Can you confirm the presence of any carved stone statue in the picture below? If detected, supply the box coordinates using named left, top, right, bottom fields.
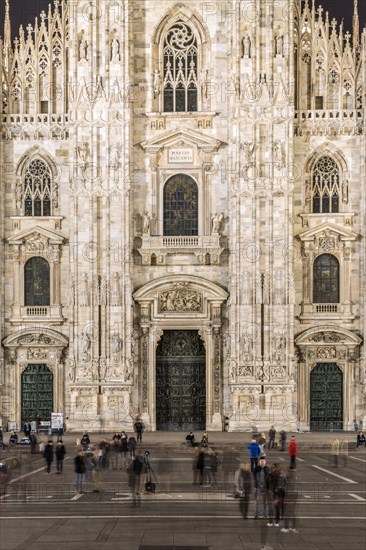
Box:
left=111, top=37, right=121, bottom=61
left=111, top=272, right=121, bottom=306
left=79, top=34, right=88, bottom=61
left=211, top=213, right=224, bottom=235
left=67, top=357, right=76, bottom=382
left=142, top=210, right=150, bottom=236
left=112, top=332, right=122, bottom=355
left=275, top=31, right=284, bottom=57
left=153, top=69, right=161, bottom=98
left=273, top=141, right=286, bottom=169
left=242, top=34, right=252, bottom=59
left=342, top=178, right=348, bottom=204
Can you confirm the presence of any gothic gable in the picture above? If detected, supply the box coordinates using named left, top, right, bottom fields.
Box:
left=139, top=128, right=226, bottom=152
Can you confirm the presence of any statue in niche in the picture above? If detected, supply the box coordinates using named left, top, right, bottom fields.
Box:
left=342, top=178, right=348, bottom=204
left=142, top=210, right=150, bottom=236
left=275, top=31, right=284, bottom=57
left=242, top=34, right=252, bottom=59
left=67, top=357, right=76, bottom=382
left=112, top=332, right=122, bottom=355
left=153, top=69, right=161, bottom=98
left=273, top=141, right=286, bottom=168
left=79, top=31, right=88, bottom=61
left=111, top=36, right=121, bottom=61
left=211, top=212, right=224, bottom=235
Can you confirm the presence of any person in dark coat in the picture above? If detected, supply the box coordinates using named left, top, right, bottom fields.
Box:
left=196, top=447, right=205, bottom=485
left=43, top=439, right=53, bottom=474
left=238, top=462, right=252, bottom=519
left=74, top=451, right=85, bottom=493
left=55, top=439, right=66, bottom=474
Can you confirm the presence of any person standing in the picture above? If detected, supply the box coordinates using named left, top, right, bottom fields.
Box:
left=127, top=456, right=144, bottom=508
left=288, top=435, right=297, bottom=470
left=254, top=456, right=269, bottom=519
left=281, top=469, right=298, bottom=533
left=280, top=430, right=286, bottom=451
left=55, top=439, right=66, bottom=474
left=74, top=451, right=85, bottom=494
left=43, top=439, right=53, bottom=474
left=247, top=437, right=261, bottom=473
left=237, top=462, right=252, bottom=519
left=135, top=419, right=145, bottom=443
left=267, top=426, right=276, bottom=449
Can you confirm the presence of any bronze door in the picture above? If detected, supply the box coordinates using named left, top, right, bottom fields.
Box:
left=310, top=363, right=343, bottom=430
left=22, top=365, right=53, bottom=422
left=156, top=330, right=206, bottom=430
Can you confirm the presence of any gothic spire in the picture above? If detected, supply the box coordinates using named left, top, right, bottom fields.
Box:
left=352, top=0, right=360, bottom=48
left=4, top=0, right=11, bottom=69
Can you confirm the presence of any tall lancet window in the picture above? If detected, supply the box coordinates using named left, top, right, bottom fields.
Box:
left=312, top=155, right=340, bottom=214
left=163, top=21, right=198, bottom=112
left=24, top=159, right=51, bottom=216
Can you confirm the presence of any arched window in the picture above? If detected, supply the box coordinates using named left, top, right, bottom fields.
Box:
left=164, top=174, right=198, bottom=236
left=312, top=155, right=340, bottom=214
left=163, top=21, right=198, bottom=112
left=24, top=159, right=52, bottom=216
left=24, top=256, right=50, bottom=306
left=313, top=254, right=339, bottom=304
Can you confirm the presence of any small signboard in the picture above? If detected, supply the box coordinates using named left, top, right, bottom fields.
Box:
left=51, top=413, right=64, bottom=430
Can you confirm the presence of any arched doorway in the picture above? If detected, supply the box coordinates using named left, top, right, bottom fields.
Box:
left=310, top=363, right=343, bottom=430
left=156, top=330, right=206, bottom=430
left=21, top=364, right=53, bottom=423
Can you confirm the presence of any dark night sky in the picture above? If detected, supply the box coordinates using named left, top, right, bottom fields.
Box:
left=0, top=0, right=366, bottom=37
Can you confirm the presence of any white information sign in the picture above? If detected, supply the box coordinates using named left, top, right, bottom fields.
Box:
left=168, top=147, right=193, bottom=164
left=51, top=413, right=64, bottom=430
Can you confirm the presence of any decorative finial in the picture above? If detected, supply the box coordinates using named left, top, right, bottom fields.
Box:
left=352, top=0, right=360, bottom=49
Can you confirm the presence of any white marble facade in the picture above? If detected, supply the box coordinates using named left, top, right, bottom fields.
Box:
left=0, top=0, right=366, bottom=431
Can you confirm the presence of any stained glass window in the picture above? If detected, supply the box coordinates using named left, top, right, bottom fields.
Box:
left=312, top=156, right=340, bottom=214
left=164, top=174, right=198, bottom=236
left=313, top=254, right=339, bottom=304
left=24, top=256, right=50, bottom=306
left=24, top=159, right=51, bottom=216
left=163, top=21, right=198, bottom=112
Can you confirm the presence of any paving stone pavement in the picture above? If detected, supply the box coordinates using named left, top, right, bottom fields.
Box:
left=0, top=432, right=366, bottom=550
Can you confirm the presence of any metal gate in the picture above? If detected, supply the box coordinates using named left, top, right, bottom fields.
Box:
left=22, top=365, right=53, bottom=422
left=310, top=363, right=343, bottom=430
left=156, top=330, right=206, bottom=430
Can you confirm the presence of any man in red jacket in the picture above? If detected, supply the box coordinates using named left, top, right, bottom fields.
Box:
left=288, top=435, right=297, bottom=470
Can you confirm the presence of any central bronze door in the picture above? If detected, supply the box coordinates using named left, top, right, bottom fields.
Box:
left=156, top=330, right=206, bottom=431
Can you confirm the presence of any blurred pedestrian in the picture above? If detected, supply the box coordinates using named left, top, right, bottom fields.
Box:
left=254, top=456, right=269, bottom=519
left=127, top=435, right=137, bottom=458
left=55, top=439, right=66, bottom=474
left=281, top=469, right=298, bottom=533
left=267, top=426, right=276, bottom=449
left=280, top=430, right=287, bottom=451
left=237, top=462, right=253, bottom=519
left=247, top=437, right=261, bottom=473
left=43, top=439, right=53, bottom=474
left=74, top=451, right=85, bottom=494
left=288, top=435, right=297, bottom=470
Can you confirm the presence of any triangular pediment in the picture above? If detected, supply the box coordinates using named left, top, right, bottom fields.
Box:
left=138, top=128, right=226, bottom=151
left=8, top=225, right=65, bottom=245
left=297, top=223, right=358, bottom=241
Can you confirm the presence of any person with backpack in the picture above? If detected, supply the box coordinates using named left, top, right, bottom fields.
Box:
left=134, top=419, right=145, bottom=443
left=127, top=455, right=145, bottom=508
left=267, top=463, right=286, bottom=527
left=43, top=439, right=53, bottom=474
left=55, top=439, right=66, bottom=474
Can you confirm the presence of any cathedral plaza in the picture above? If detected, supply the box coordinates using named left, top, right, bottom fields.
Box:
left=0, top=0, right=366, bottom=438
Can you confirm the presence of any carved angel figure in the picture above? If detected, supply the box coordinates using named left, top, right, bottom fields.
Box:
left=242, top=34, right=252, bottom=59
left=111, top=37, right=120, bottom=61
left=211, top=213, right=224, bottom=235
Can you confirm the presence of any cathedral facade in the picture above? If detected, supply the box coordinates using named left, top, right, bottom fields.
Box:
left=0, top=0, right=366, bottom=431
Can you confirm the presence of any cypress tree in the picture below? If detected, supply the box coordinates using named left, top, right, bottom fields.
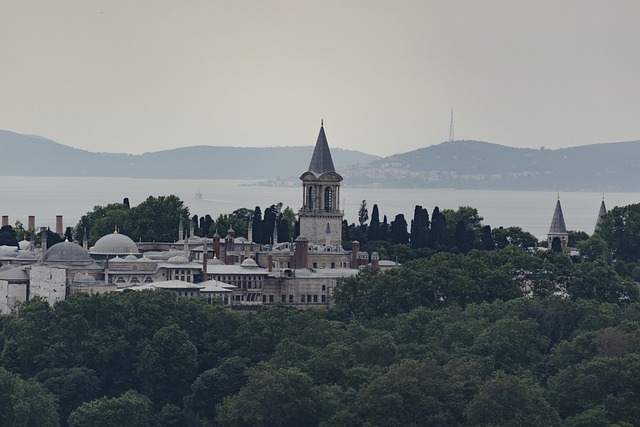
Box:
left=368, top=204, right=382, bottom=240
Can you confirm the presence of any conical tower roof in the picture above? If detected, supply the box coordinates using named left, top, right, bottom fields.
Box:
left=549, top=198, right=567, bottom=234
left=309, top=123, right=336, bottom=175
left=595, top=197, right=607, bottom=231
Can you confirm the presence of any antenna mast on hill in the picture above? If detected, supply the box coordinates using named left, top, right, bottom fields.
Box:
left=449, top=107, right=454, bottom=142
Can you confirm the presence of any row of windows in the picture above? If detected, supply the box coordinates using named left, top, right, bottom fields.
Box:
left=262, top=294, right=327, bottom=304
left=307, top=186, right=333, bottom=212
left=115, top=276, right=153, bottom=283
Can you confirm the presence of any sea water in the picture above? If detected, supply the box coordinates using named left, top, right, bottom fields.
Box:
left=0, top=176, right=640, bottom=239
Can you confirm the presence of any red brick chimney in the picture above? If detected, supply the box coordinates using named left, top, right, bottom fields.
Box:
left=294, top=236, right=309, bottom=268
left=56, top=215, right=64, bottom=235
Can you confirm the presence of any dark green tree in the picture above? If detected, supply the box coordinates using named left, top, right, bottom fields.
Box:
left=0, top=367, right=60, bottom=427
left=135, top=324, right=198, bottom=405
left=123, top=195, right=190, bottom=242
left=216, top=368, right=322, bottom=427
left=358, top=200, right=369, bottom=227
left=35, top=367, right=100, bottom=425
left=466, top=373, right=560, bottom=427
left=597, top=203, right=640, bottom=262
left=480, top=225, right=496, bottom=251
left=69, top=391, right=153, bottom=427
left=251, top=206, right=262, bottom=244
left=411, top=205, right=430, bottom=249
left=389, top=214, right=409, bottom=245
left=367, top=204, right=382, bottom=240
left=491, top=227, right=538, bottom=250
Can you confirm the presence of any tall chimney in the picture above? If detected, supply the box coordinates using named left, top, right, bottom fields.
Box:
left=351, top=240, right=360, bottom=268
left=294, top=236, right=309, bottom=268
left=56, top=215, right=64, bottom=235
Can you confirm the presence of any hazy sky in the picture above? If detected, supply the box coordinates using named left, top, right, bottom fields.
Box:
left=0, top=0, right=640, bottom=156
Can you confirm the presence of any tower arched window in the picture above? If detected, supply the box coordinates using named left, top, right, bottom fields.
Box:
left=324, top=187, right=333, bottom=212
left=307, top=185, right=315, bottom=210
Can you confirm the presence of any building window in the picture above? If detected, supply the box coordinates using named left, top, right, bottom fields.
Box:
left=324, top=187, right=333, bottom=212
left=307, top=185, right=315, bottom=210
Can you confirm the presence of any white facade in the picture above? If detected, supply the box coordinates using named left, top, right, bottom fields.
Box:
left=29, top=266, right=67, bottom=305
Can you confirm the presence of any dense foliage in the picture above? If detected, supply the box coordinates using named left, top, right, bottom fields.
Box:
left=0, top=244, right=640, bottom=426
left=5, top=204, right=640, bottom=427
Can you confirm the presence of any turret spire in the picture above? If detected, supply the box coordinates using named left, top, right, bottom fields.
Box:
left=309, top=120, right=336, bottom=174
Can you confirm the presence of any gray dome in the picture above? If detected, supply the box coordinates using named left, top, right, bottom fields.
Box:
left=89, top=232, right=140, bottom=256
left=73, top=273, right=96, bottom=283
left=0, top=245, right=18, bottom=256
left=0, top=267, right=29, bottom=282
left=169, top=255, right=189, bottom=264
left=44, top=242, right=93, bottom=262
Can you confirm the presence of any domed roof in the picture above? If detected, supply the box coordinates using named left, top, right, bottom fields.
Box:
left=89, top=232, right=140, bottom=256
left=0, top=267, right=29, bottom=282
left=241, top=258, right=258, bottom=268
left=44, top=241, right=93, bottom=262
left=73, top=273, right=96, bottom=283
left=169, top=255, right=189, bottom=264
left=0, top=245, right=18, bottom=256
left=207, top=258, right=224, bottom=265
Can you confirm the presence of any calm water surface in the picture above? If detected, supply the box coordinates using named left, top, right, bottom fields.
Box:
left=0, top=177, right=640, bottom=239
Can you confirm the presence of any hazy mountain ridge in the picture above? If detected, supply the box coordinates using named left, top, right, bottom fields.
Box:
left=0, top=130, right=380, bottom=179
left=341, top=141, right=640, bottom=191
left=0, top=130, right=640, bottom=192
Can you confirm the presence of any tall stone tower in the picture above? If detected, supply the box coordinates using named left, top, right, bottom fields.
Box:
left=298, top=123, right=344, bottom=245
left=547, top=195, right=569, bottom=252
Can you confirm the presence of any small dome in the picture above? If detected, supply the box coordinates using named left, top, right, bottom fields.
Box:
left=73, top=273, right=96, bottom=283
left=0, top=245, right=18, bottom=256
left=169, top=255, right=189, bottom=264
left=241, top=258, right=258, bottom=268
left=89, top=232, right=140, bottom=256
left=44, top=242, right=93, bottom=262
left=0, top=267, right=29, bottom=282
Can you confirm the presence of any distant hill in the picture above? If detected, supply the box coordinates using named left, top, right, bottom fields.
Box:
left=0, top=130, right=380, bottom=179
left=341, top=141, right=640, bottom=192
left=0, top=130, right=640, bottom=192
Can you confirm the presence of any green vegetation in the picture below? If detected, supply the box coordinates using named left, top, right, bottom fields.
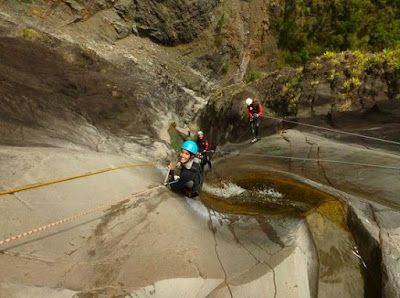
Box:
left=274, top=0, right=400, bottom=64
left=221, top=62, right=230, bottom=75
left=215, top=14, right=225, bottom=34
left=168, top=122, right=185, bottom=153
left=244, top=71, right=265, bottom=84
left=17, top=28, right=42, bottom=40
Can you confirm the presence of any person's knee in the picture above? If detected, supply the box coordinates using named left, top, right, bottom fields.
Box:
left=185, top=181, right=194, bottom=189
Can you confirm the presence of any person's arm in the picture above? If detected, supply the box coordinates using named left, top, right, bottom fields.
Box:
left=204, top=140, right=208, bottom=151
left=247, top=108, right=253, bottom=119
left=169, top=167, right=192, bottom=191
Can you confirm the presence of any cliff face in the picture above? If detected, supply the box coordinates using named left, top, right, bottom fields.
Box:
left=3, top=0, right=218, bottom=45
left=203, top=51, right=400, bottom=148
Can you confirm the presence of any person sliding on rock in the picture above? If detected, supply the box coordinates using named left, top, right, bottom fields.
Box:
left=196, top=130, right=212, bottom=171
left=246, top=98, right=262, bottom=143
left=168, top=141, right=203, bottom=198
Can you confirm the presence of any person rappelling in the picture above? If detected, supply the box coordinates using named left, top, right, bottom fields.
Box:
left=168, top=140, right=203, bottom=198
left=246, top=97, right=262, bottom=143
left=196, top=130, right=212, bottom=171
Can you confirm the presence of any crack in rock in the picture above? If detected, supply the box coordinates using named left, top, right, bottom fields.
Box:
left=207, top=208, right=233, bottom=298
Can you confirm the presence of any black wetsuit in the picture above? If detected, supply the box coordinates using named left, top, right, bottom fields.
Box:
left=169, top=160, right=201, bottom=197
left=196, top=138, right=212, bottom=170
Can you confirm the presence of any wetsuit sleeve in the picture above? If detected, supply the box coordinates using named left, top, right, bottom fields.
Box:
left=247, top=107, right=253, bottom=118
left=168, top=170, right=175, bottom=183
left=169, top=167, right=193, bottom=191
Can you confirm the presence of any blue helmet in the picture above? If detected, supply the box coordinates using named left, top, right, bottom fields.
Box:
left=181, top=141, right=198, bottom=155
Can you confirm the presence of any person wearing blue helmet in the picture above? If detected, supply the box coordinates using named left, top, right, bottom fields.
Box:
left=168, top=141, right=202, bottom=197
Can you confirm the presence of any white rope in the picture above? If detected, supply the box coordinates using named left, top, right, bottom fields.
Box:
left=219, top=151, right=400, bottom=170
left=260, top=115, right=400, bottom=145
left=0, top=185, right=163, bottom=246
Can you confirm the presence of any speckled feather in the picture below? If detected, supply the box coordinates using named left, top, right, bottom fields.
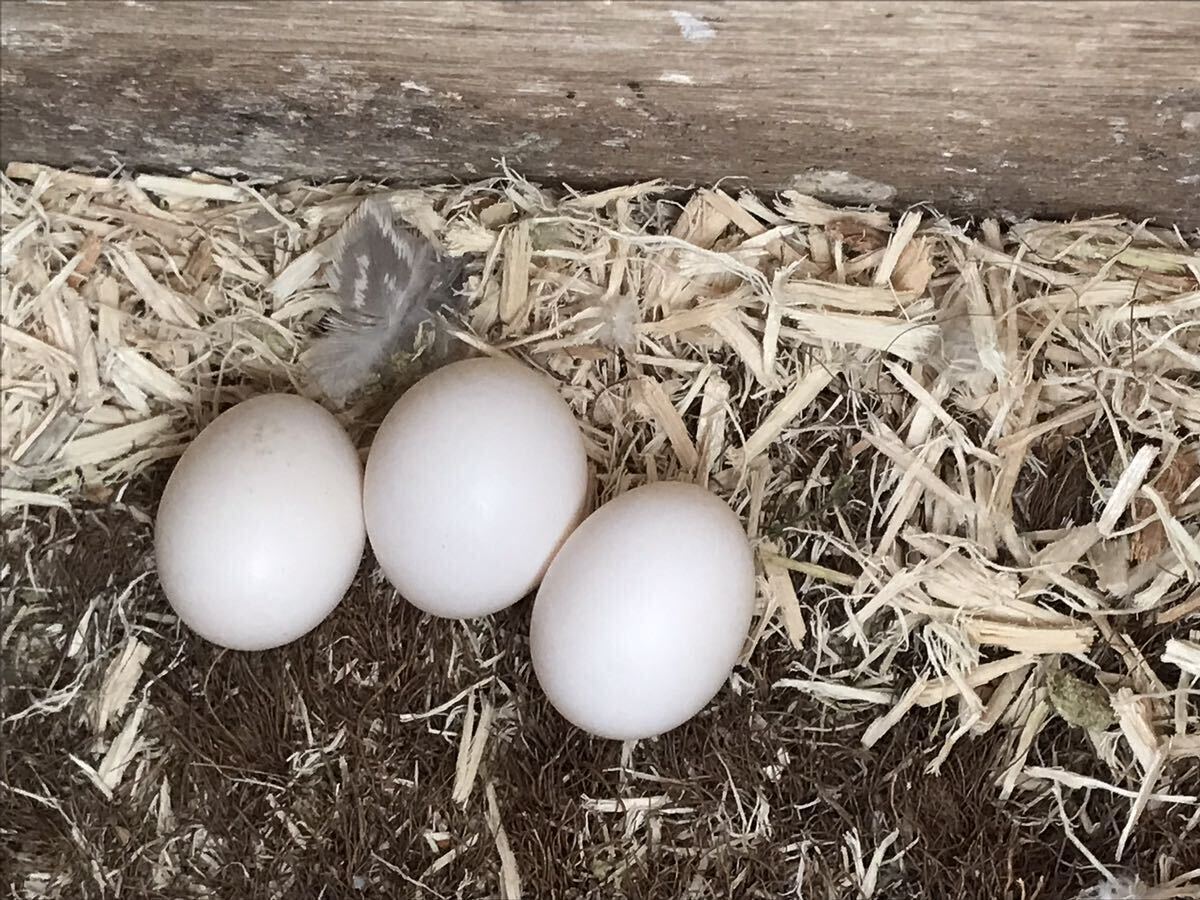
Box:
left=307, top=199, right=457, bottom=401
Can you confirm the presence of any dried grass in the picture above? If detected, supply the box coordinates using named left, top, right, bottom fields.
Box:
left=0, top=164, right=1200, bottom=898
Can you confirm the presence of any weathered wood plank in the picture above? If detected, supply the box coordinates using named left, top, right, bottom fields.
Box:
left=0, top=0, right=1200, bottom=224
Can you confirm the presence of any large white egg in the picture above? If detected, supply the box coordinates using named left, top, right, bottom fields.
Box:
left=155, top=394, right=366, bottom=650
left=364, top=359, right=588, bottom=618
left=530, top=482, right=755, bottom=740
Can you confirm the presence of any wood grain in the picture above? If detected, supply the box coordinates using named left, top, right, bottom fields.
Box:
left=0, top=0, right=1200, bottom=226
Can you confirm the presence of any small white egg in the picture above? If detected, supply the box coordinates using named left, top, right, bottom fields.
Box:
left=530, top=482, right=755, bottom=740
left=155, top=394, right=366, bottom=650
left=364, top=359, right=588, bottom=618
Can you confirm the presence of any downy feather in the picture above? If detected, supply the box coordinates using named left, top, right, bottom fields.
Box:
left=306, top=199, right=457, bottom=402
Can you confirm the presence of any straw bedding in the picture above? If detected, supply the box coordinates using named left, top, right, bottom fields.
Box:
left=0, top=164, right=1200, bottom=898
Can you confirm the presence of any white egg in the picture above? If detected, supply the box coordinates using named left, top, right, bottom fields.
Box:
left=530, top=482, right=755, bottom=740
left=364, top=359, right=588, bottom=618
left=155, top=394, right=366, bottom=650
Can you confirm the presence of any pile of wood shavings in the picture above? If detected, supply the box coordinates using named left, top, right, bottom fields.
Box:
left=0, top=164, right=1200, bottom=871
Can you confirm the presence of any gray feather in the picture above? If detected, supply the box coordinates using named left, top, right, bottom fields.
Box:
left=307, top=200, right=457, bottom=401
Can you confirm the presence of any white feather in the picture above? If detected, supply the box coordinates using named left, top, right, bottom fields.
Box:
left=306, top=199, right=457, bottom=401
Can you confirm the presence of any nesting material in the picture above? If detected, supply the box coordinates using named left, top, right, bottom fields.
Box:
left=0, top=163, right=1200, bottom=895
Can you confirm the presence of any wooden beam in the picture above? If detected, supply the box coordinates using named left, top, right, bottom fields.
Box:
left=0, top=0, right=1200, bottom=226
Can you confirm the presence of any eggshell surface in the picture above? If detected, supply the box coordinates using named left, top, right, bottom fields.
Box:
left=530, top=482, right=755, bottom=740
left=155, top=394, right=366, bottom=650
left=364, top=359, right=588, bottom=618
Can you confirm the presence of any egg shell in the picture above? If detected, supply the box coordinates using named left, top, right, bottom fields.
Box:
left=530, top=482, right=755, bottom=740
left=364, top=359, right=588, bottom=618
left=155, top=394, right=366, bottom=650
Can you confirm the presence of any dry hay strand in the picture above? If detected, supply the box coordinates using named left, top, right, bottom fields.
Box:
left=0, top=164, right=1200, bottom=896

##########

### TASK DESCRIPTION
Retype the lines in the records above, beginning at the line that contains "Can you confirm the presence of any dark night" and stopping after the line that contains "left=0, top=0, right=366, bottom=37".

### CORRECT ANSWER
Can you confirm the presence of any dark night sky in the picture above? If detected, supply the box coordinates using named left, top, right, bottom fields.
Box:
left=0, top=0, right=366, bottom=37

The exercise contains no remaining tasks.